* CHALLENGE
Please count the lines of the data below that contain the string "fragment", and reply with the number alone.
□ □ □
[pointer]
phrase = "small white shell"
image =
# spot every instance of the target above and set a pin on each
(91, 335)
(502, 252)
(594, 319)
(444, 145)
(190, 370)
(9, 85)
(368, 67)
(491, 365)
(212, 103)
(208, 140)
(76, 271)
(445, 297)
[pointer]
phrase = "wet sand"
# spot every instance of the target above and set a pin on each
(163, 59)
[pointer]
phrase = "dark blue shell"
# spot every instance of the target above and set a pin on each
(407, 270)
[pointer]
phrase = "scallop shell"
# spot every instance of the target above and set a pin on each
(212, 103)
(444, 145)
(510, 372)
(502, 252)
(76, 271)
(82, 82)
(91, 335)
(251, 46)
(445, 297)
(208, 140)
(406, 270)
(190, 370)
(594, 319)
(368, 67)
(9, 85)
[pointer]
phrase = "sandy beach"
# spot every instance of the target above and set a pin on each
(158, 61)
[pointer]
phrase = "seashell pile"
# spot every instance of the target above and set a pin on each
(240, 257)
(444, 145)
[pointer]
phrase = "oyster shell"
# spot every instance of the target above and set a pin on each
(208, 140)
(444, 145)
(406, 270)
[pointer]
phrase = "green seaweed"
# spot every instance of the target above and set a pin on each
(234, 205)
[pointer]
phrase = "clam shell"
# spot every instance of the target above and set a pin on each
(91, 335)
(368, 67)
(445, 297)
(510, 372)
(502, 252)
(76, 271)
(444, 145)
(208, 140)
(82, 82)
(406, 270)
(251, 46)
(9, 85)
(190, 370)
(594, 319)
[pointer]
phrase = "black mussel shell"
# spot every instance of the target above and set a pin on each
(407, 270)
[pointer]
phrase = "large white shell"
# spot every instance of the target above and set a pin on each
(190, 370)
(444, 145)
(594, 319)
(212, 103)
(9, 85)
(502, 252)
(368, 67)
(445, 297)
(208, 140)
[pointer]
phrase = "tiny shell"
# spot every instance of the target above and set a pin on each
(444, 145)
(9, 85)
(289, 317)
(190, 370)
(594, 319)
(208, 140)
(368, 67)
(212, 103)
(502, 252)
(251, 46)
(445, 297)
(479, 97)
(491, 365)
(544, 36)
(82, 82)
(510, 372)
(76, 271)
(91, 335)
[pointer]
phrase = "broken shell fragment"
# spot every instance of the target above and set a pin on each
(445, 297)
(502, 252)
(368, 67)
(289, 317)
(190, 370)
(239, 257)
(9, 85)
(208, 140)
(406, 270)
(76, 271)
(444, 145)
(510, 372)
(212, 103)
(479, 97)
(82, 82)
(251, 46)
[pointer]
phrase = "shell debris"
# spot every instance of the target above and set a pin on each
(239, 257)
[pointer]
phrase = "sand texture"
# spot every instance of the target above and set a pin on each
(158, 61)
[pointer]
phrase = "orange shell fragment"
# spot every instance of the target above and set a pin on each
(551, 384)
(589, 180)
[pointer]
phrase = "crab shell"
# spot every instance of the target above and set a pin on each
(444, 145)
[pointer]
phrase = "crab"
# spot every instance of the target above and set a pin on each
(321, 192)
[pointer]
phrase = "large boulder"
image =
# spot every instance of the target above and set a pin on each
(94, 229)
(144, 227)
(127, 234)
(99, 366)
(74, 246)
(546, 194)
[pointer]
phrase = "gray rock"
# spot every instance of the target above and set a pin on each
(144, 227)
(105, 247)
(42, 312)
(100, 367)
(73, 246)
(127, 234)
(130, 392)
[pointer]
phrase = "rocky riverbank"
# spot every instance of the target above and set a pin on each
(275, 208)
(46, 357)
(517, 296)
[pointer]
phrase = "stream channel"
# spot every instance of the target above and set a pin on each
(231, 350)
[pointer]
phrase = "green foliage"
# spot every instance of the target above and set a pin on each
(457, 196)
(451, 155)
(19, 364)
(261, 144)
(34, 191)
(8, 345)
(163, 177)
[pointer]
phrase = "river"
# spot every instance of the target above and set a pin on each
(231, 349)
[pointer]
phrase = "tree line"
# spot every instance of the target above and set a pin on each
□ □ □
* EXERCISE ANSWER
2